There is a restless, magnetic pull to the city of Memphis that has always held sway over me. My history there is written in chapters—first bound to the steady rhythm of a corporate day job, and later reborn in the wake of tragedy, when I returned to play the Ponderosa Stomp after Hurricane Katrina left New Orleans underwater. This song is a walk through those heavy, historic streets. From the neon hum of Beale Street and the hallowed grounds of Sun Records and Graceland, to the somber, storytelling walls of the Lorraine Motel, every corner holds a ghost. Marked by the rattle of the streetcar and the smoky scent of Memphis BBQ, it’s a tribute to a city that keeps time by the steady pulse of the mighty Mississippi River flowing down to the sea.
Garage Beat captures the lightning-in-a-bottle magic of being a teenager in the 1960s, watching your local band explode into popularity, and carrying that indelible rush with you for the rest of your life. It’s a tribute to youth, music, and those fleeting moments when the universe aligns. The song draws direct inspiration from Texas garage-rock legends Kenny and the Kasuals, who captured the nation's attention in 1966 with their pioneering fuzz-drenched sound. After scoring a major national distribution deal with United Artists Records, their meteoric rise suddenly faded when the draft called up band members and the major label grew hesitant to push a wild, psychedelic track across a conservative America. Garage Beat is an anthem for anyone who caught a glimpse of the magic—even if only for a moment.

--- RECORDS PROVIDED ---

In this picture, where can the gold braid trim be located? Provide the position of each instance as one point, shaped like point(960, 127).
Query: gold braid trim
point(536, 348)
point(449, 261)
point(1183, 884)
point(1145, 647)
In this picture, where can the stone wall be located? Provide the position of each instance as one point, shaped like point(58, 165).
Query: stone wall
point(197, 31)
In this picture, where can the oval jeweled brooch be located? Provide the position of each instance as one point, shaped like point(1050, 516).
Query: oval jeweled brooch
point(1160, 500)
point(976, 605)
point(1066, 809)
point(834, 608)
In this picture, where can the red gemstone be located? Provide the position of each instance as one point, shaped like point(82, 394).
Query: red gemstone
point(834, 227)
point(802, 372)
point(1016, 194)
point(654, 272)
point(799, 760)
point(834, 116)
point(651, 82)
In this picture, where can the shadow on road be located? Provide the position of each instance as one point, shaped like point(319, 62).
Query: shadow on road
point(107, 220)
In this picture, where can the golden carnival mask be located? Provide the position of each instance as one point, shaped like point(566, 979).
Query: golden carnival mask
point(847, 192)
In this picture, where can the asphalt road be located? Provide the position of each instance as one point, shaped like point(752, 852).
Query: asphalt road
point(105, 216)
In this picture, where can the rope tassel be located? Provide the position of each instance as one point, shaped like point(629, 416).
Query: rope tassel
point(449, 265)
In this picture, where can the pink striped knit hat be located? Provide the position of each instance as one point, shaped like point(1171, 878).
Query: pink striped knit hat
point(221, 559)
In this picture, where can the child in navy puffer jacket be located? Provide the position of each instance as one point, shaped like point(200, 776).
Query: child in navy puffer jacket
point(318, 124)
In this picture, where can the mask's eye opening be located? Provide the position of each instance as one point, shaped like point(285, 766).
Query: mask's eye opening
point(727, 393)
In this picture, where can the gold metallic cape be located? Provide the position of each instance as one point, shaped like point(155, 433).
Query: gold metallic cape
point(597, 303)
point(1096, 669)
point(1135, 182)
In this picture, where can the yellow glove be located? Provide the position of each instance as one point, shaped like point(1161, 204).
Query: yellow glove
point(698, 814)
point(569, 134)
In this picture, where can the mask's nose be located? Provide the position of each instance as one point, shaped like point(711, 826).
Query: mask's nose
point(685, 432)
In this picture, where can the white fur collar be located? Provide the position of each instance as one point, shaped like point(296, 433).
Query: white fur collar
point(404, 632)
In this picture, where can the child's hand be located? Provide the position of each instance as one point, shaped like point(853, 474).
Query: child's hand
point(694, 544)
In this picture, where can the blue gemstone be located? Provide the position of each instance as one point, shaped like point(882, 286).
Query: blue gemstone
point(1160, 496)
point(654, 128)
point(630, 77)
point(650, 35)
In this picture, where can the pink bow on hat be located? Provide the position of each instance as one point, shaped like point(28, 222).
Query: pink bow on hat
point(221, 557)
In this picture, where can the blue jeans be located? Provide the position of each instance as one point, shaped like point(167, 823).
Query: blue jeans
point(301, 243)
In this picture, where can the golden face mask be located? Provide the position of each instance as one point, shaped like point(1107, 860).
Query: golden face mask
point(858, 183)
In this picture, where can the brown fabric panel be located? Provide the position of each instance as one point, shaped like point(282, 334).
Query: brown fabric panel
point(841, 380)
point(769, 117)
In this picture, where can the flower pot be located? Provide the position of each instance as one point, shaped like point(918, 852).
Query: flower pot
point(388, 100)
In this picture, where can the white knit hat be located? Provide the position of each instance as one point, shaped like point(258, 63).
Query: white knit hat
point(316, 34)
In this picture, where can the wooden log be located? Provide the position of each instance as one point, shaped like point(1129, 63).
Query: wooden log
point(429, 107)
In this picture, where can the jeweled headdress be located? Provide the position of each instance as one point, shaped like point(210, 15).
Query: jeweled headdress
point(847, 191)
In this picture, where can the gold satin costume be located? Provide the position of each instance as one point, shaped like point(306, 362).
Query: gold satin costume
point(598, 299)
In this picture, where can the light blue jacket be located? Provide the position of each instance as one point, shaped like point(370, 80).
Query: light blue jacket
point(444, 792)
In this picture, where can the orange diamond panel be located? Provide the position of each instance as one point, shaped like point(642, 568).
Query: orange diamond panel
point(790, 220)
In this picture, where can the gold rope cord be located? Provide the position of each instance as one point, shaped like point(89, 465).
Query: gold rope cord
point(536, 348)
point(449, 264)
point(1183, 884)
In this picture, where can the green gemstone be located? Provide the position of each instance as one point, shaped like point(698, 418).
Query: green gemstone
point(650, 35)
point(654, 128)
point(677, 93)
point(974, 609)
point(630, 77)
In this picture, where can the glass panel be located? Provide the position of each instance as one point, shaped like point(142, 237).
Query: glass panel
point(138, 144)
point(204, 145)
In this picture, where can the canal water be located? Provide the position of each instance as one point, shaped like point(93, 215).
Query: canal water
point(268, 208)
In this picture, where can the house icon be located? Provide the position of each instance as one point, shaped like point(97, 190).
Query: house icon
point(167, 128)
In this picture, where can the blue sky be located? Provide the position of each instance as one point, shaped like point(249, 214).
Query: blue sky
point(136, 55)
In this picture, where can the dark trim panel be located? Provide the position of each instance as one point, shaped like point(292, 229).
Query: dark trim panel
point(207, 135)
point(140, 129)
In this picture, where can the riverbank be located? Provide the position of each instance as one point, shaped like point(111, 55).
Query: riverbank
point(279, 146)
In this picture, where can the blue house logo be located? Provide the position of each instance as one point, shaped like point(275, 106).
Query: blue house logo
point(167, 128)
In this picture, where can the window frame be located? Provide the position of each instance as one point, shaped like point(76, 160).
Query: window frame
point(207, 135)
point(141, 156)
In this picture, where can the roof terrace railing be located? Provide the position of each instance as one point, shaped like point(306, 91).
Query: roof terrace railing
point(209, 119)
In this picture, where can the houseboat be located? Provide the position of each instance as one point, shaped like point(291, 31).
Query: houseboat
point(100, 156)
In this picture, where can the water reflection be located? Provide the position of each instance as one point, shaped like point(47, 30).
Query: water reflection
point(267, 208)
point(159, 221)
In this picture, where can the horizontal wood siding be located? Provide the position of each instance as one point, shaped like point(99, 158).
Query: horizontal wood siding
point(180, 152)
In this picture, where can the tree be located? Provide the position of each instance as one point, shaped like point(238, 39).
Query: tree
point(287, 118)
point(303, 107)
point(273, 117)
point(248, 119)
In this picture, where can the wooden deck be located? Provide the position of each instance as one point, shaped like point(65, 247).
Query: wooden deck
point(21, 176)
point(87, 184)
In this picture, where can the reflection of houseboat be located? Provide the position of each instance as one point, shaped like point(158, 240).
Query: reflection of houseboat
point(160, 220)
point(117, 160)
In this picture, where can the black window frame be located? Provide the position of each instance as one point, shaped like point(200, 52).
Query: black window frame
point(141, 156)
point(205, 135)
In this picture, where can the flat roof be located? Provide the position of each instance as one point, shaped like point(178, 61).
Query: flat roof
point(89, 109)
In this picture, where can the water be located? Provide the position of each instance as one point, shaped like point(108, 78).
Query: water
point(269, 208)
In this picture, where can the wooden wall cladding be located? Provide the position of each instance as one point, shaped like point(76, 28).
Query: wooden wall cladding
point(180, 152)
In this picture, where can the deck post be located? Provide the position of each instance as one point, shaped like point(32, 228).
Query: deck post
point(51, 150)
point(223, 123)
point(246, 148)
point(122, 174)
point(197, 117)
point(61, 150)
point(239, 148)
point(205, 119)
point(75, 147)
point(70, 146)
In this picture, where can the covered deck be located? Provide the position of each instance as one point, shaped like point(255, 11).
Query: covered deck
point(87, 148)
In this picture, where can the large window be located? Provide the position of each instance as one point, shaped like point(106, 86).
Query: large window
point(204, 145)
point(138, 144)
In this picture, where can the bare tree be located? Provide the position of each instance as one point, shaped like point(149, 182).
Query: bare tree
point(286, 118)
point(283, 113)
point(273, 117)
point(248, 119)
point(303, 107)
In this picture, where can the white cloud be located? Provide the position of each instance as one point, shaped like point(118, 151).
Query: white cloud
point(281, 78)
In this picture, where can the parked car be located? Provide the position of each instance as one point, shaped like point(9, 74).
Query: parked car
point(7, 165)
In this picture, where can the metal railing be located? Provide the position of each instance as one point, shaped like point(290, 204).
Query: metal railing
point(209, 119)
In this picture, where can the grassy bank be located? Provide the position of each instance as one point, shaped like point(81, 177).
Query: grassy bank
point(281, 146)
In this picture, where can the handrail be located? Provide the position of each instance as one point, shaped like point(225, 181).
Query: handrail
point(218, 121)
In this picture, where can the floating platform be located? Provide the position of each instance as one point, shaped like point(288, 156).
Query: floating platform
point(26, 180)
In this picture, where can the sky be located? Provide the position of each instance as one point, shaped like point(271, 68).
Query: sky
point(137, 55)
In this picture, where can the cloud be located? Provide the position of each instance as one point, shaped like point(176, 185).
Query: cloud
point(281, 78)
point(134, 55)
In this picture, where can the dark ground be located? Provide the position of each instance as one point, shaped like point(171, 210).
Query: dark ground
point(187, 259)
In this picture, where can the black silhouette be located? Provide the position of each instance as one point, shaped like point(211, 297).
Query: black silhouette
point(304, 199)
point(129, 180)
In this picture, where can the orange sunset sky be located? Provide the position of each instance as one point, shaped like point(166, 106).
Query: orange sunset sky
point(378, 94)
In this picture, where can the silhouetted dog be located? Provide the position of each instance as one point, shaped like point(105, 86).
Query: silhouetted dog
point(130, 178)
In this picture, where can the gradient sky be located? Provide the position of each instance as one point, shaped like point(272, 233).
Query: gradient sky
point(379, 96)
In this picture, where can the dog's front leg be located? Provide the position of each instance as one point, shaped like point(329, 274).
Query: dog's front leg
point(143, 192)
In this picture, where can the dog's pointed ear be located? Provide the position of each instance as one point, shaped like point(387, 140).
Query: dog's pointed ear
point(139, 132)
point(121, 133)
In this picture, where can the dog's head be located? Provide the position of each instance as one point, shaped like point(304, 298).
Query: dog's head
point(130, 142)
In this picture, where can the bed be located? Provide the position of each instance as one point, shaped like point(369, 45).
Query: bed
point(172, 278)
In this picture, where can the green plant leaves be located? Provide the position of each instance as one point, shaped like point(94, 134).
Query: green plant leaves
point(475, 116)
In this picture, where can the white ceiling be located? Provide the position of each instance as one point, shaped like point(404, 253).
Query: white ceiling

--- SHORT TASK 1 ---
In the song notes above the entries, which record label gave Kenny and the Kasuals a major national distribution deal?
--- SHORT TASK 2 ---
Using the song notes above the entries, decide whether each statement agrees with them. (a) The Memphis song refers to the Lorraine Motel. (b) Kenny and the Kasuals were a Tennessee band. (c) The writer played the Ponderosa Stomp after Hurricane Katrina.

--- CORRECT ANSWER 1 ---
United Artists Records

--- CORRECT ANSWER 2 ---
(a) Yes: "the somber, storytelling walls of the Lorraine Motel"
(b) No: "Texas garage-rock legends Kenny and the Kasuals"
(c) Yes: "when I returned to play the Ponderosa Stomp after Hurricane Katrina left New Orleans underwater"